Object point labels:
########

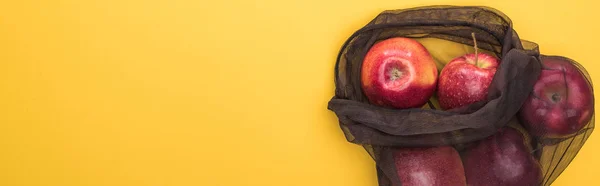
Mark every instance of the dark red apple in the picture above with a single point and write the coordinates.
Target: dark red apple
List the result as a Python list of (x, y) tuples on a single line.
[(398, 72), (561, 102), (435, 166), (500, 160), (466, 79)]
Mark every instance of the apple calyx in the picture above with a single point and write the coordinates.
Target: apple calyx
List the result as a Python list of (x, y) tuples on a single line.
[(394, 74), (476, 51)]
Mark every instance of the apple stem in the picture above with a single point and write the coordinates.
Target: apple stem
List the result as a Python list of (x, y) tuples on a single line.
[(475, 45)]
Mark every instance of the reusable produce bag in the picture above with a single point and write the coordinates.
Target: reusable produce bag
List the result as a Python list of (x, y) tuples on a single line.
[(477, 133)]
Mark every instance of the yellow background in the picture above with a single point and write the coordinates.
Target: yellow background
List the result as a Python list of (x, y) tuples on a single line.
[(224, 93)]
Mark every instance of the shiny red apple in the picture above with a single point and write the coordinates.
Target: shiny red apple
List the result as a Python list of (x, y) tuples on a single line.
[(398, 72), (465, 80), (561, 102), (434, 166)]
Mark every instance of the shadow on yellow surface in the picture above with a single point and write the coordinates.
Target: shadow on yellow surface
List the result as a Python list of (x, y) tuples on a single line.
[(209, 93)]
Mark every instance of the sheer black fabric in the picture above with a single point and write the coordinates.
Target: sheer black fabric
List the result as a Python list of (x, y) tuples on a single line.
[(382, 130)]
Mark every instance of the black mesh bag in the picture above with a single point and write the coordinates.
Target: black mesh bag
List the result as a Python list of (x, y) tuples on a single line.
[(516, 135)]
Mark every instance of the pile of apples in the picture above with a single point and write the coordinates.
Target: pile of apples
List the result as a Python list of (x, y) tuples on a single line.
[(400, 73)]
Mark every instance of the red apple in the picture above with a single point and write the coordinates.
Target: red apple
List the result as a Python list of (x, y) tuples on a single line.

########

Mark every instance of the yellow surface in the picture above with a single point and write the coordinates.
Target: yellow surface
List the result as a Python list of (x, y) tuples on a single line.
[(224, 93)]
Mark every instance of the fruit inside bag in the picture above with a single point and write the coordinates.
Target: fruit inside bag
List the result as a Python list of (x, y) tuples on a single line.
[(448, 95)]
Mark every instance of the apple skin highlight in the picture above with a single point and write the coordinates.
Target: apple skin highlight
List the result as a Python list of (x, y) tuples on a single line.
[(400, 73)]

########

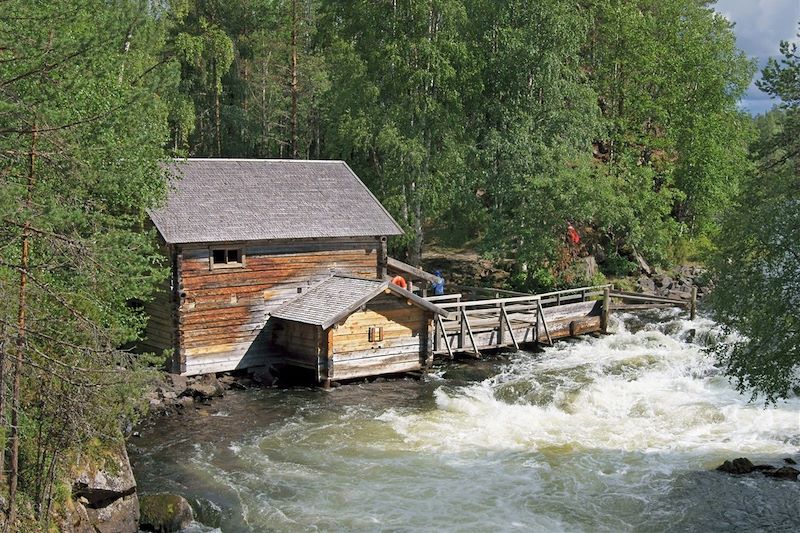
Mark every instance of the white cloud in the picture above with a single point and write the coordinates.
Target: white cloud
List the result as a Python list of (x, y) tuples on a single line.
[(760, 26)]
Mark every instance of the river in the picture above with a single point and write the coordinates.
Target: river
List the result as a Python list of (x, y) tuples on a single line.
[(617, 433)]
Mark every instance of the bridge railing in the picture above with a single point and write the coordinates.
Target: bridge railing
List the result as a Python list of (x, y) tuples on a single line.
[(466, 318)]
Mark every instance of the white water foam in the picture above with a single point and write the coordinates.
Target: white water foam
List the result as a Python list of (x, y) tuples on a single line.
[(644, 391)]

########

Transcribe the lines above without alteration, everything from the line containing "Mark every instance of the dark" down to the line containing "[(394, 74), (476, 51)]", both included.

Mark every instance of the dark red apple in the picture above with a single point and write the coordinates.
Target: dark red apple
List the result as a Python list of (x, y) tuples on a single line.
[(398, 72), (561, 102), (435, 166), (500, 160), (466, 79)]
Mark every instance of the apple calyx in the picture above with a single point and write the coordinates.
Target: apple calyx
List the result as a Python list of (x, y) tuples on a single line.
[(394, 74), (476, 51)]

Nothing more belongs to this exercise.